PROMPT: In the entries below, find each line with the string "black" and copy it.

DATA FOR PROCESSING:
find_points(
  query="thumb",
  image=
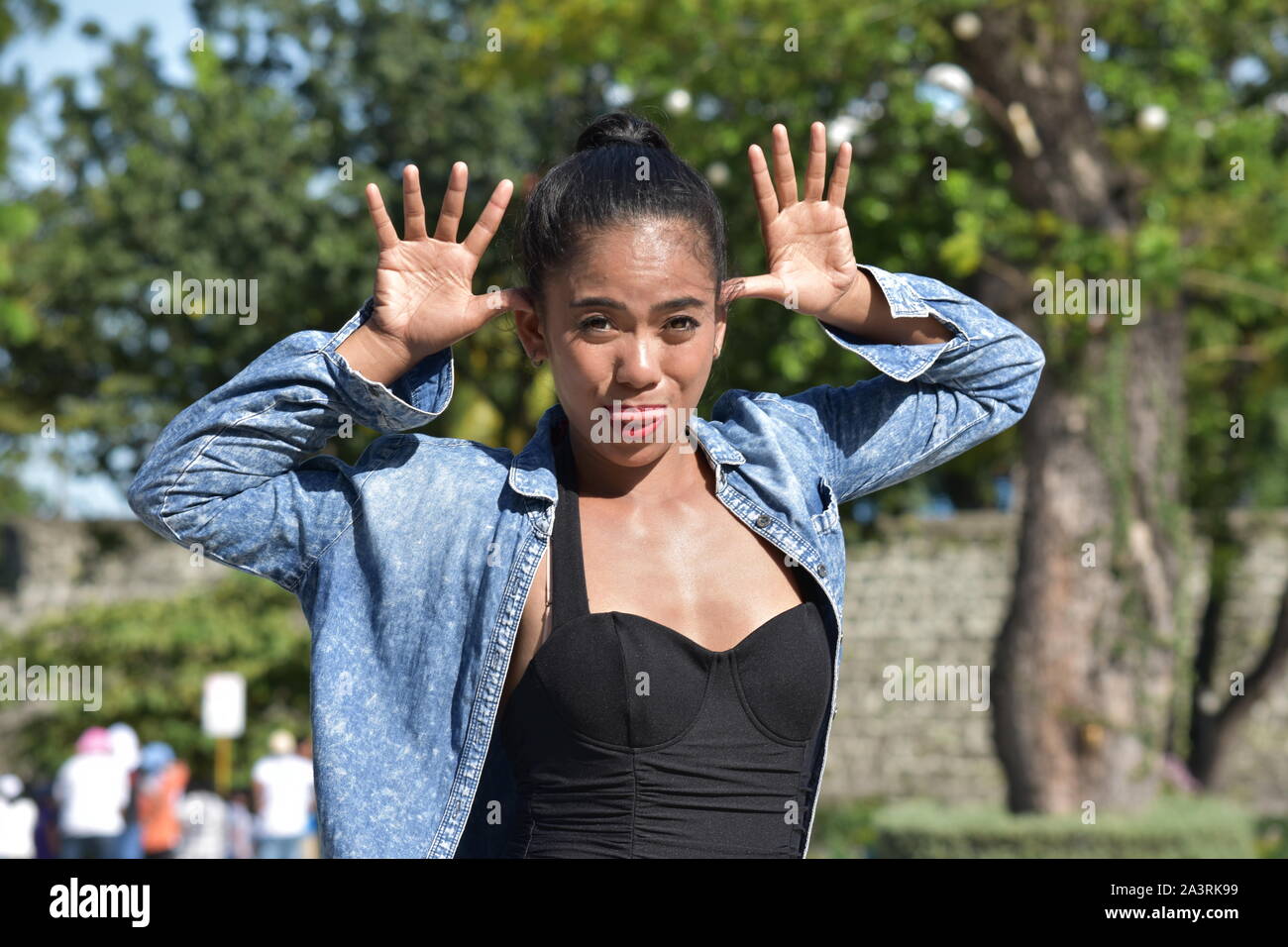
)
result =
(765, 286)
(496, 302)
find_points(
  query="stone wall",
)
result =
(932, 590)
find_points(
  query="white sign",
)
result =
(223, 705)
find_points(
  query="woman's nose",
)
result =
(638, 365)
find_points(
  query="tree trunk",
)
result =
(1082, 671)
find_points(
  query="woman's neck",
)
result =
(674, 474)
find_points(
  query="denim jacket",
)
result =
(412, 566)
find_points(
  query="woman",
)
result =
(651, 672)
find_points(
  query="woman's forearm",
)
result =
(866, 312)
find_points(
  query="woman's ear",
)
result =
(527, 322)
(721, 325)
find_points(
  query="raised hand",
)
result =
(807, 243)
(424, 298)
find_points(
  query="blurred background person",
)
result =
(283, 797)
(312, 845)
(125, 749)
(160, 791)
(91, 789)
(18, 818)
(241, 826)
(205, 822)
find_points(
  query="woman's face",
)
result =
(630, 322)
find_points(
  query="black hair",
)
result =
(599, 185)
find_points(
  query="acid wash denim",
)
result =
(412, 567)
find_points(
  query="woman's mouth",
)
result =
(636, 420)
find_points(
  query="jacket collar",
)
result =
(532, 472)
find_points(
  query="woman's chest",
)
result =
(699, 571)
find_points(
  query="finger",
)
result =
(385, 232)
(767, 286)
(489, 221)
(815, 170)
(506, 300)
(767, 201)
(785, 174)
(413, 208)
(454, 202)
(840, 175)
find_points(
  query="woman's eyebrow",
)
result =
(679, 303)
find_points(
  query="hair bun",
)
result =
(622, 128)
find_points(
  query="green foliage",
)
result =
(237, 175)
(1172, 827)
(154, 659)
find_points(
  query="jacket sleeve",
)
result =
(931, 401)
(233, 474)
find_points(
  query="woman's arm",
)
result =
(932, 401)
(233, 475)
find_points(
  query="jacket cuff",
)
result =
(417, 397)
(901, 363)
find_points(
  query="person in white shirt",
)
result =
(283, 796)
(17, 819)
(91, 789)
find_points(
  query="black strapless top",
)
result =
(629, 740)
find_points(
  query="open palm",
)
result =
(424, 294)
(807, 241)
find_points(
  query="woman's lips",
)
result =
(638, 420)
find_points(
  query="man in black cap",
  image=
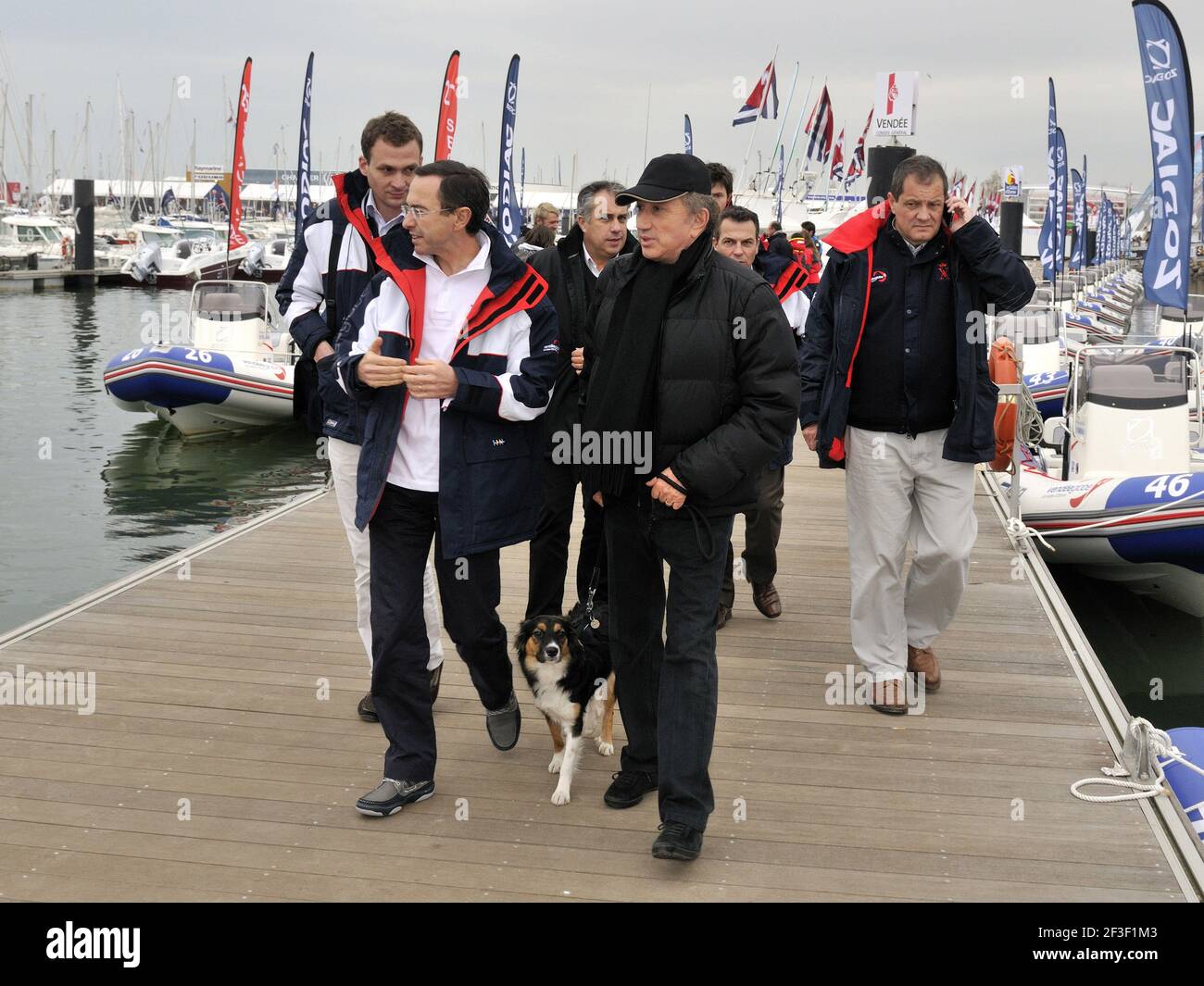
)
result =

RESULT FOR THIS TASK:
  query="black hair",
  query="black strapless top",
  query="man in black cap",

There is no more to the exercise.